> **Prompt**: Below are the records. Restate word for word every line from the one that contains "Each instance of the main" through the final line, both included.

> **Dataset content**:

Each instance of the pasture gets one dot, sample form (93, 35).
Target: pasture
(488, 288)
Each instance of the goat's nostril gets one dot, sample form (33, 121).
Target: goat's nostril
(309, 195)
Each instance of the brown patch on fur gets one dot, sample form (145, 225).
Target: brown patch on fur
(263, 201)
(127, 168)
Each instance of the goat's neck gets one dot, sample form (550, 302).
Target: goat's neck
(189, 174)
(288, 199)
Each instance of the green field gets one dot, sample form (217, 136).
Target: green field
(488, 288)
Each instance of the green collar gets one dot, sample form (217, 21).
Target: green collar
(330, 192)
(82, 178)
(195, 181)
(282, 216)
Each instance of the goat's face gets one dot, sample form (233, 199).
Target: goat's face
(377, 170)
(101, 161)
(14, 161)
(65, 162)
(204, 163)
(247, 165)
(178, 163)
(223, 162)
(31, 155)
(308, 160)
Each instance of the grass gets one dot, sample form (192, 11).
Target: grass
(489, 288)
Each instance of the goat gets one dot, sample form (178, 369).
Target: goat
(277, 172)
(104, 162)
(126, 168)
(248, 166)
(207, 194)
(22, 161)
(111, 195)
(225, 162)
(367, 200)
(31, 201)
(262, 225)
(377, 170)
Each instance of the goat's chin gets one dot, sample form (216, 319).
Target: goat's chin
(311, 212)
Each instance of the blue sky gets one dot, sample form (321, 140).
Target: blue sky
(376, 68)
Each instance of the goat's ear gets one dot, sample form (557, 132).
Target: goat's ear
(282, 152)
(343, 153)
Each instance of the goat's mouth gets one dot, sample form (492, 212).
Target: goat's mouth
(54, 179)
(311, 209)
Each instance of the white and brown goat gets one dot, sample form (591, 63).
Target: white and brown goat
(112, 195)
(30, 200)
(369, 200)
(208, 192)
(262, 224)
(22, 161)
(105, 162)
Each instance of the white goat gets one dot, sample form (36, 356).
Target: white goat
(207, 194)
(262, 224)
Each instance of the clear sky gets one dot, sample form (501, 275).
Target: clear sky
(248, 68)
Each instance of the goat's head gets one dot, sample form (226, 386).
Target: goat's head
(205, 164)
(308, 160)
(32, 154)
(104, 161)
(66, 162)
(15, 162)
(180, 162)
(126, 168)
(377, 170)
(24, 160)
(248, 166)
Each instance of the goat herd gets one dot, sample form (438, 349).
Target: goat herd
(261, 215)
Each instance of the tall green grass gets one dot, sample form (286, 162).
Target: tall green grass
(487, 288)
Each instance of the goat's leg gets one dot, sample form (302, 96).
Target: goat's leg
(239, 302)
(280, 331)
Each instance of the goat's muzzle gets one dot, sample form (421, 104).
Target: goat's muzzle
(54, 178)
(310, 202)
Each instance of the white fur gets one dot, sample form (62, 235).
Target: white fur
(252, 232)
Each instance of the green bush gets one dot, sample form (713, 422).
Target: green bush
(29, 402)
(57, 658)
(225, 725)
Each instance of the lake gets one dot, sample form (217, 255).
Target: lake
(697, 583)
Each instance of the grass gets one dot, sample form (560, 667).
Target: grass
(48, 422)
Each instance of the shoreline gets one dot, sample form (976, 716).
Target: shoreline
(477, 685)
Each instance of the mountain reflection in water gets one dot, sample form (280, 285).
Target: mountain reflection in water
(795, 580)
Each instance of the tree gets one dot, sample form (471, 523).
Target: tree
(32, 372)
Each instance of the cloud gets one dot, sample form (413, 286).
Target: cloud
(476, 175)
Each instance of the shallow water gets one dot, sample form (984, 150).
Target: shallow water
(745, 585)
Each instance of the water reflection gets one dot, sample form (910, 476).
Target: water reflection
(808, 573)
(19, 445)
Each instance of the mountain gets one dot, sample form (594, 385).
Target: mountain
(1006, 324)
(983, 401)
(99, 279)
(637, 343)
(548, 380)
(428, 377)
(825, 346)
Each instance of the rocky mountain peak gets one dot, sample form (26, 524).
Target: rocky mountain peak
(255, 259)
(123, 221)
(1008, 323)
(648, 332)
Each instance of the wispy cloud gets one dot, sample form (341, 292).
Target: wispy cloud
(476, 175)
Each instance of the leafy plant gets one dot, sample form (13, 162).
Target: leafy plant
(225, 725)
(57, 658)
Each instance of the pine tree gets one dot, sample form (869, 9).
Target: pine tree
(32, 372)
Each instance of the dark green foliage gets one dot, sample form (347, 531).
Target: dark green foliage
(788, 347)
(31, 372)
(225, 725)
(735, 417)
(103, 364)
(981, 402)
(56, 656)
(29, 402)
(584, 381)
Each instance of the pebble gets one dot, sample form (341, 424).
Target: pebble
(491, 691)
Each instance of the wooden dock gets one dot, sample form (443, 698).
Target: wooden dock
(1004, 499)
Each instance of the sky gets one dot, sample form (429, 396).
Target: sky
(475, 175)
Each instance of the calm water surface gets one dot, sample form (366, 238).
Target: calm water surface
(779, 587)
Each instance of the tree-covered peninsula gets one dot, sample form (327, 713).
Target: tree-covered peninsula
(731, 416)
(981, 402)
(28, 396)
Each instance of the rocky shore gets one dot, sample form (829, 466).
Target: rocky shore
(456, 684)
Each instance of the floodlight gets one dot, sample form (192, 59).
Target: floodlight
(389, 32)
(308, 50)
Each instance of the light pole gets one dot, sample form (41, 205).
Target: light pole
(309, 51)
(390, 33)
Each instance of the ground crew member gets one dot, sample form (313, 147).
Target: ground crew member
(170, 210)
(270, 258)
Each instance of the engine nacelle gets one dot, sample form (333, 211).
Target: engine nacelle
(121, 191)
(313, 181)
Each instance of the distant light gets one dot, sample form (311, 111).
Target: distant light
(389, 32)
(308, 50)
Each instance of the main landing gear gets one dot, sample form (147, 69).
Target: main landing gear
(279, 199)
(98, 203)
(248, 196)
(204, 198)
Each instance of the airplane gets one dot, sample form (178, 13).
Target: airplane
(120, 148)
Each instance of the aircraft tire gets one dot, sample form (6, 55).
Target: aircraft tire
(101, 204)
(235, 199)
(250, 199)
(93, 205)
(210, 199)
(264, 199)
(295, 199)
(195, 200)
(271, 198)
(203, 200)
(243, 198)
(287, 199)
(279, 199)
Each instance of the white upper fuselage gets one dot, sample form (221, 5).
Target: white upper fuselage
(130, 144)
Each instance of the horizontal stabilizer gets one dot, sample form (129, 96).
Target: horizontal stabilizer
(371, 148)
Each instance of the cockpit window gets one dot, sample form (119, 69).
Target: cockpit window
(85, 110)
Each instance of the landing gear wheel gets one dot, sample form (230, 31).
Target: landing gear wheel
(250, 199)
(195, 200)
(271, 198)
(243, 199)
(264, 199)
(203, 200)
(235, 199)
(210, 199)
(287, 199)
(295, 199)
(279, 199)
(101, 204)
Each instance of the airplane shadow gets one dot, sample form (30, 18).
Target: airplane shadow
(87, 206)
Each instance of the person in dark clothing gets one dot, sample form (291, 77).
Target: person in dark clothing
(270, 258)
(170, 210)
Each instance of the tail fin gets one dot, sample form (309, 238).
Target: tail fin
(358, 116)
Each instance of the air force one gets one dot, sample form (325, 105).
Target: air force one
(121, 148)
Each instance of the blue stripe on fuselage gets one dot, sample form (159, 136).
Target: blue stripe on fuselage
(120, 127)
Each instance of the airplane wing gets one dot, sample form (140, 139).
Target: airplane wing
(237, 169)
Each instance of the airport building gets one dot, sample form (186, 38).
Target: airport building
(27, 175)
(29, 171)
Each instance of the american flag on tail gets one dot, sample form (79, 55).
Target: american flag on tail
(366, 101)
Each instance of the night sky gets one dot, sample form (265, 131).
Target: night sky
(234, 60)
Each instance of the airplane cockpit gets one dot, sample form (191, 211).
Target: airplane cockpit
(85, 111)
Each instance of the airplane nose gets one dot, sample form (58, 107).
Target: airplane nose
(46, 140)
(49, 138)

> **Answer to the exercise**:
Each instance of the main landing gear gets one dot, sample form (147, 69).
Target: main landing gear
(279, 199)
(98, 203)
(248, 196)
(204, 198)
Each instance of the airplane gets one dot, sample form (178, 13).
Target: airplane
(120, 148)
Each instance of the aircraft tire gets one dot, sample form (6, 55).
Target: aircraft tire
(101, 204)
(235, 199)
(250, 199)
(93, 205)
(210, 199)
(264, 199)
(295, 199)
(195, 200)
(271, 198)
(203, 200)
(243, 198)
(287, 199)
(279, 199)
Each instance of the white upper fuselage gets one dot, sample form (221, 5).
Target: white upper fuselage
(130, 144)
Each instance of the horizontal stabilizer gets one dot, sample form (129, 96).
Target: horizontal stabilizer
(371, 148)
Each instance of the cockpit window gets one dot, sample form (119, 69).
Target: cockpit window
(85, 110)
Each instance of the landing gear wheel gets one dot, sample form (230, 31).
Target: landing gear wheel
(250, 199)
(195, 200)
(271, 198)
(243, 199)
(264, 199)
(203, 200)
(235, 199)
(210, 199)
(287, 199)
(295, 199)
(279, 199)
(101, 204)
Each instance of the airplane shadow gets one dot, sample form (30, 18).
Target: airplane shadow
(87, 206)
Each instance of the person in dark clothing gets one dot, sample form (291, 77).
Target: person in dark clothing
(270, 258)
(170, 210)
Each instance of the tail fin gets one dot, sample form (309, 238).
Target: tail fin
(358, 116)
Each instance of the air force one gets one dot, sample form (325, 105).
Target: air force one
(121, 148)
Each instance of the blue stripe on fuselage gets one dot, sample form (159, 136).
Target: blue stripe on fuselage
(120, 127)
Each instance of the airplane wing gets one dot, sample form (140, 139).
Target: airplane wing
(237, 169)
Each instance of the airport building gets one dot, sample form (186, 38).
Target: airport building
(27, 175)
(29, 171)
Each instance of the american flag on tail gets one dot, sample form (79, 55).
Target: american flag on tail
(366, 101)
Each instance of the night sky gets one dot, sample form (265, 131).
Target: night sky
(234, 60)
Each instance of the airplane cockpit gets one dot, sample form (191, 211).
Target: airplane cockpit
(85, 111)
Each instance of the airplane nose gets one dot, sample form (58, 107).
Target: airplane nose
(46, 140)
(49, 138)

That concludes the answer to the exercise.